# Records:
-- Begin --

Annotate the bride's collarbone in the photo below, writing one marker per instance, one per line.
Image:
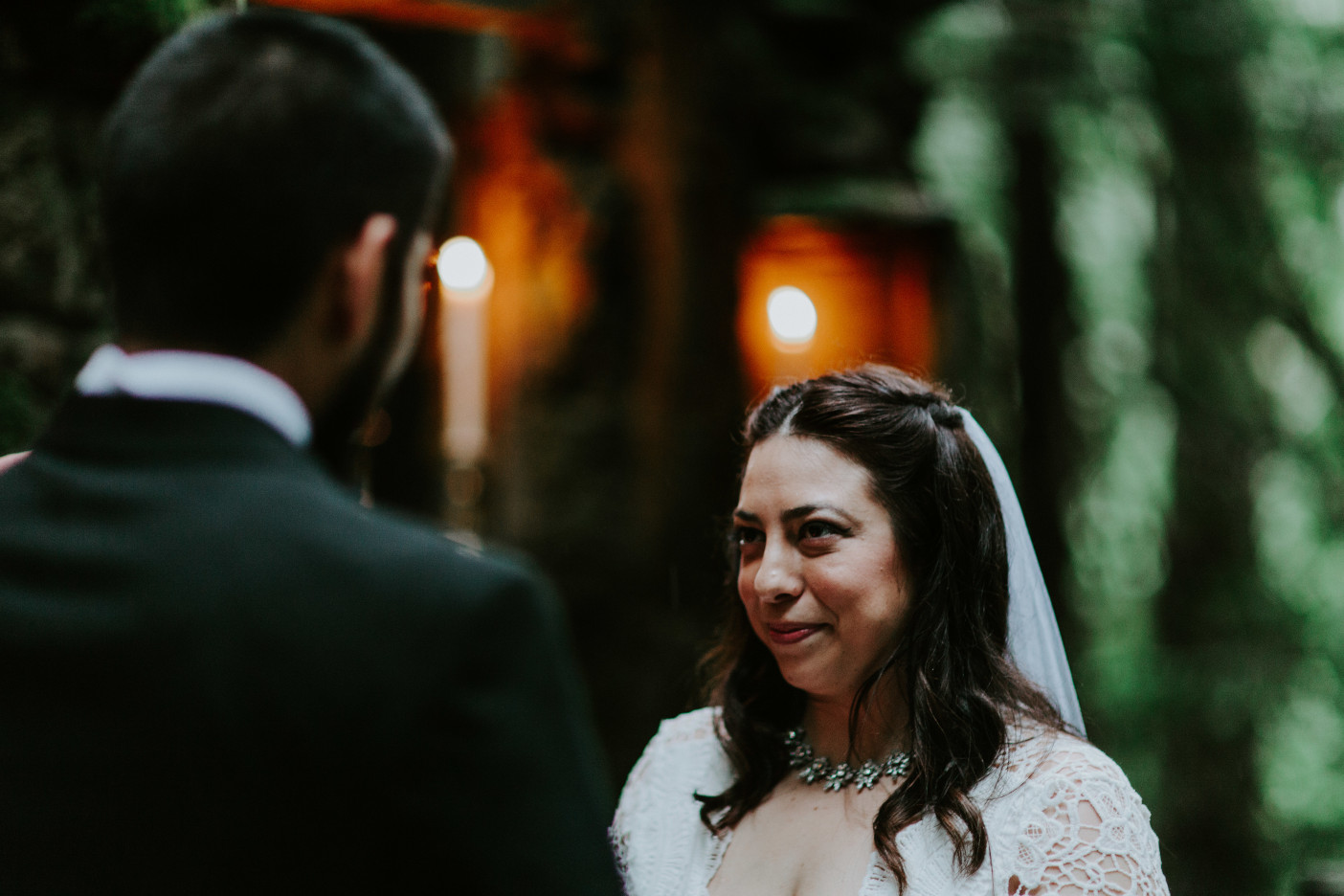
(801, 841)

-- End --
-- Begin --

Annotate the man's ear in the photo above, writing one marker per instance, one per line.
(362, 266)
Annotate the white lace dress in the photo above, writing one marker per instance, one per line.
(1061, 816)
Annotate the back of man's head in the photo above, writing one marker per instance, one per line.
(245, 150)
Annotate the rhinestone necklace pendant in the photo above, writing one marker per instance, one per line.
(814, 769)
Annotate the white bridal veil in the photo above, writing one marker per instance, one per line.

-- End --

# Aim of the exercise:
Could you return, unchanged and with nothing else, the lines of the items from the one containing "Annotate the man's" through the one containing "Annotate the white bridal", both of those lines included?

# Full solution:
Annotate the man's ear in the photo above, writing one marker per instance, one per line.
(362, 266)
Annotate the white lace dress in the photo above, writing one marker per instance, one per line.
(1061, 816)
Annotate the back of man's head in the photo above, writing one marker per instance, one per line.
(245, 150)
Annotate the rhinestone necklace pendant in the photo above, writing one marker per instance, one per line.
(814, 769)
Annotate the white bridal veil in the photo above, writing one marker per instance, one per line.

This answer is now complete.